§ THE TASK: The full set of records must be set down verbatim.

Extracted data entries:
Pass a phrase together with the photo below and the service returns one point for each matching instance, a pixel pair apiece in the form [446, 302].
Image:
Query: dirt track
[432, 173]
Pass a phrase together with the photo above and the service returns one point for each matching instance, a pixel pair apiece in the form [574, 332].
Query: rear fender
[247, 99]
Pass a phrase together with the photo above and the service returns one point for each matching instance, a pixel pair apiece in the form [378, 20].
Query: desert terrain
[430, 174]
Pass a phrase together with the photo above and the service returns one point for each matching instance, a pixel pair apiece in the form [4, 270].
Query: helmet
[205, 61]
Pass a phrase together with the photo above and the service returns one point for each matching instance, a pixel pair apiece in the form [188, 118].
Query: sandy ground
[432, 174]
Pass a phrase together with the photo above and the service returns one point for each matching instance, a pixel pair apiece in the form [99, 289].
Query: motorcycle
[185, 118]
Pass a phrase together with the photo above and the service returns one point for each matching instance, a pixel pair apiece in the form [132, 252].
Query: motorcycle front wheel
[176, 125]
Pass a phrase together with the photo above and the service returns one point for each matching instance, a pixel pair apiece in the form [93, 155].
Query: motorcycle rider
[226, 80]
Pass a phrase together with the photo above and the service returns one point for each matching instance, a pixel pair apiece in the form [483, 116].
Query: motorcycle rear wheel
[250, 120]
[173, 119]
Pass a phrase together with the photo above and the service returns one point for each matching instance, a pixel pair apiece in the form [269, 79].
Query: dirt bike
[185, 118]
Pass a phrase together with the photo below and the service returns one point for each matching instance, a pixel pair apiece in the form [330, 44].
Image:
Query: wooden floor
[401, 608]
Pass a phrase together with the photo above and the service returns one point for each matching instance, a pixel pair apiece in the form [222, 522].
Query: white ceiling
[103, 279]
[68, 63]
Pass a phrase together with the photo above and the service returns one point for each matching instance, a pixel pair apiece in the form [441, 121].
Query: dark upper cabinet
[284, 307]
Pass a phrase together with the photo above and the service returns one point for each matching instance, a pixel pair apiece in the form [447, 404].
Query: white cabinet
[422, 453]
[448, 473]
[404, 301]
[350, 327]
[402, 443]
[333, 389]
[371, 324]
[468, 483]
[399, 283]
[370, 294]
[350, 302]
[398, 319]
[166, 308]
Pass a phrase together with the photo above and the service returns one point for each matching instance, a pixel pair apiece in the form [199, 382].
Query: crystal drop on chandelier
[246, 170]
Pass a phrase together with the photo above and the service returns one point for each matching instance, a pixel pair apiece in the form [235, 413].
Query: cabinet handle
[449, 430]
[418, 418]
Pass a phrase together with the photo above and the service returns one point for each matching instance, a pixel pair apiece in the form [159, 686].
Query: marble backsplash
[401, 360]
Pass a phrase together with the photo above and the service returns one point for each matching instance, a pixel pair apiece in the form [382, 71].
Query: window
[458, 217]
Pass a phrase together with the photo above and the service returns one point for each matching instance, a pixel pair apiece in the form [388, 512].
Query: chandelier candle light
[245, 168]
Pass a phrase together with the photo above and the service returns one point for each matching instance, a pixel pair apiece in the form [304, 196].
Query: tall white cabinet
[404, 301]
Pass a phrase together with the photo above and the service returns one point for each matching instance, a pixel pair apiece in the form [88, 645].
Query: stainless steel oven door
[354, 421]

§ SOLUTION TO THIS EXERCISE:
Pass a phrase together with the photo below and the service returns one point for each matching instance, a pixel pair apiece in the form [446, 302].
Image:
Query: dirt track
[432, 173]
Pass a phrase together with the photo above and the service returns one point for each matching instance, a pixel pair apiece in the form [574, 332].
Query: rear fender
[247, 99]
Pass a phrase together with the photo above and the service returns one point for each matching instance, a pixel pair apiece in the form [378, 20].
Query: desert terrain
[430, 174]
Pass a phrase together with the photo above and the service returns one point for each matching instance, a pixel pair apiece in the form [4, 270].
Query: helmet
[205, 61]
Pass a phrase together with the photo above and the service returns one point for each matching instance, a pixel pair apiece in the form [188, 118].
Query: sandy ground
[432, 174]
Pass a phrase together with the photo above and the service returns one point for each matching instance, a pixel pair apiece in the form [99, 289].
Query: motorcycle
[185, 118]
Pass a phrase together with the photo above and the service returns one point for each matching instance, a pixel pair apiece in the form [132, 252].
Query: motorcycle front wheel
[176, 125]
Pass a phrase together with the photo above and the service returns one point for each matching instance, a pixel pair apiece in the form [93, 155].
Query: motorcycle rider
[226, 80]
Pass a phrase together with the photo above and the service returns one point for each matching instance, a pixel pair apiece in the form [483, 116].
Query: motorcycle rear wheel
[250, 120]
[173, 119]
Pass a phrase together with the photo above and the service returns one point for each matching instance, a pixel pair apiece in the form [269, 79].
Query: dirt bike
[185, 118]
Pass a phrase together with the photo below and the service returns one point for each matching instance, a pixel pair apiece in the form [330, 44].
Image:
Query: wooden floor
[401, 608]
Pass a phrase together with the photo above and the service returns one point for each matching instance, a pixel pair apiece in the form [222, 522].
Query: white ceiling
[103, 279]
[68, 63]
Pass a phrase together with the photo above and the service returns one point for each matching instance, a pixel pair apiece in the form [441, 121].
Query: dark upper cabinet
[284, 307]
Pass a phrase together with the photo above and the service returns one point for each matching instance, a pixel pair apiece in the form [447, 404].
Query: white cabinet
[422, 453]
[448, 473]
[404, 301]
[350, 327]
[402, 443]
[333, 389]
[371, 324]
[468, 483]
[399, 283]
[370, 294]
[350, 302]
[398, 319]
[166, 308]
Pass a phrase together with the photo above and the service returns one point for each matching instance, a pixel pair apiece in the form [199, 382].
Query: crystal drop on chandelier
[246, 170]
Pass a phrase together with the photo above and the service returns one point for each matching instance, a pixel pair apiece in the form [235, 413].
Query: cabinet handle
[449, 430]
[418, 418]
Pass a phrase together with the photo above and the service returns one point for each matching instance, a pixel pair apiece in the form [159, 686].
Query: marble backsplash
[401, 360]
Pass a phrase together with the photo above and the service returns one point for each matching instance, a pixel pair apiece in the form [382, 71].
Query: window
[458, 217]
Pass a phrase together with the photo above and the service returns one point for each matching instance, a pixel pair apiece in the form [388, 512].
Query: chandelier candle light
[245, 168]
Pass a phrase together with the photo above and the service returns one point for each matching instance, a pixel pair apiece in the form [304, 196].
Query: tall white cabinet
[404, 301]
Pass a phrase together with the photo above and the service returns one point for each matching instance, a pixel pair apiece in the form [88, 645].
Query: stainless steel oven door
[354, 421]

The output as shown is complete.